— START OF RECORDED DATA —

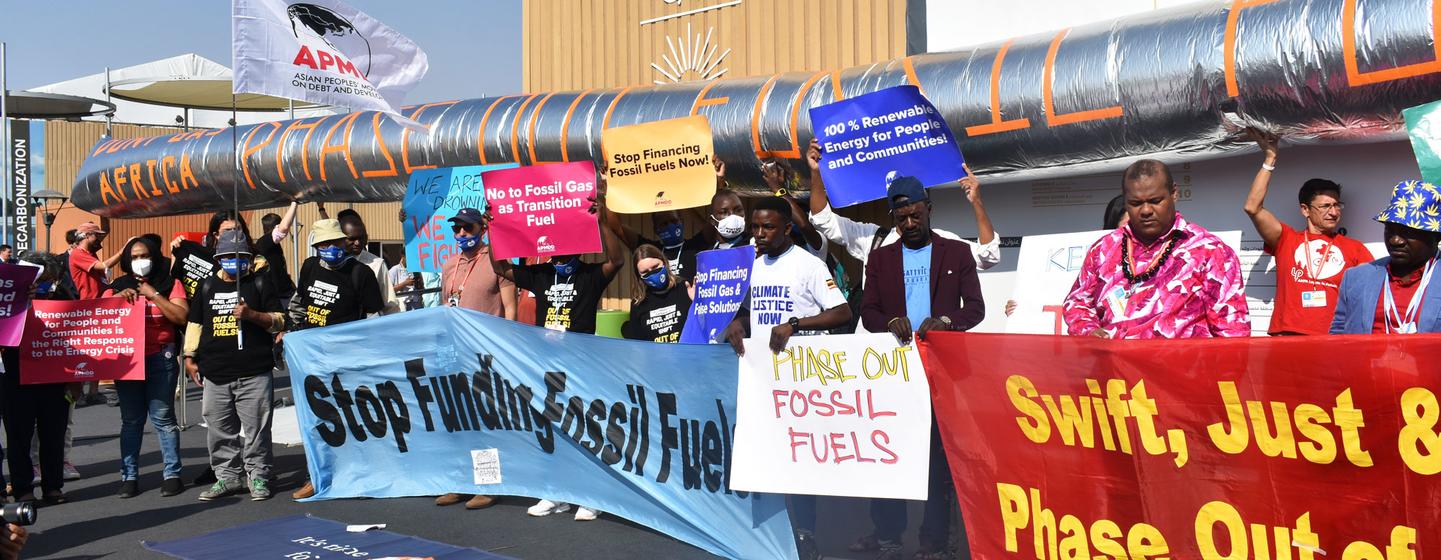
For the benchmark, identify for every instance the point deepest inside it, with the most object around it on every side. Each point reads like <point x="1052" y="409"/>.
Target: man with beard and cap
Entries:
<point x="1310" y="262"/>
<point x="232" y="324"/>
<point x="469" y="280"/>
<point x="1160" y="275"/>
<point x="786" y="277"/>
<point x="1398" y="294"/>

— END OF RECORDED DATA —

BRIEF. Swap "man with beard and cap" for "bearded man wearing a cap" throughout the items and write them out again with everything else unchanged. Omit the pictures.

COMPLETE OUTPUT.
For the benchmark, identify for every instance the point deepest inside it, with the most object around it on every side. Each point reads like <point x="1052" y="409"/>.
Target: bearded man wearing a cap
Entries:
<point x="1310" y="262"/>
<point x="232" y="324"/>
<point x="469" y="280"/>
<point x="1160" y="275"/>
<point x="786" y="277"/>
<point x="1398" y="294"/>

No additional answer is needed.